▶ _Things to do_:
1. In the retaining wall passage, what else do the stops on the elements determine, besides preventing an element from being pushed out in front of the one below it?
2. Write a continuation of the retaining wall passage, starting right after its final sentence.

--- BEGIN Page text ---

To build retaining walls at varying angles of incline, special retaining wall elements in the shape of an open trough, for example, may be used. The individual elements are built into the slope which is to be retained starting from the bottom and working up. The layers of these elements usually recede somewhat, which means that each succeeding level is slightly further back than the one beneath it by a distance determined by the steepness of the slope. The elements themselves have stops which effectively prevent one element from being pushed out in front of the one below it. At the same time, these stops determine the maximum angle of incline that can be retained with elements of that particular kind. It would be especially desirable for the purpose of building up retaining systems for slopes to have elements with an overhanging front, because this would make it possible to retain much steeper slopes.

--- END Page text ---
--- BEGIN Information supplied ---

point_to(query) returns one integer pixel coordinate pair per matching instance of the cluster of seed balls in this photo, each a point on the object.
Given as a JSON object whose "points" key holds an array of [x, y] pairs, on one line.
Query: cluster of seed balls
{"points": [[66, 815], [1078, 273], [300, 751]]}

--- END Information supplied ---

▶ _Expected results_:
1. They determine the maximum angle of incline that can be retained with elements of that particular kind.

2.
Conventional pre-cast elements have smooth sides due to the manner of the fabrication process, because the mold scrapes along these sides during de-molding. If these smooth sides remain visible in a retaining wall, their appearance is bare, artificial and unattractive.

It is desirable, therefore, to make pre-cast elements with variously textured visible surfaces, which would give a general appearance of natural stone. Until now, it has not been possible to manufacture a pre-cast concrete brick with, for instance, an overhanging and textured visible front, due to the fact that the mold is removed vertically upwards.

SUMMARY OF THE INVENTION

In a process according to the current invention, a box-shaped mold is positioned on a support surface. The mold has at least one movable sidewall having a textured surface disposed interior of the mold. The mold is filled with concrete. Then, the concrete in the filled mold is pressed from above with a plunger and is vibrated in order to form a concrete brick. The sidewall is then moved away from the brick, and the mold is raised while the plunger retains the concrete brick on the support surface. Then the plunger is raised, releasing the brick.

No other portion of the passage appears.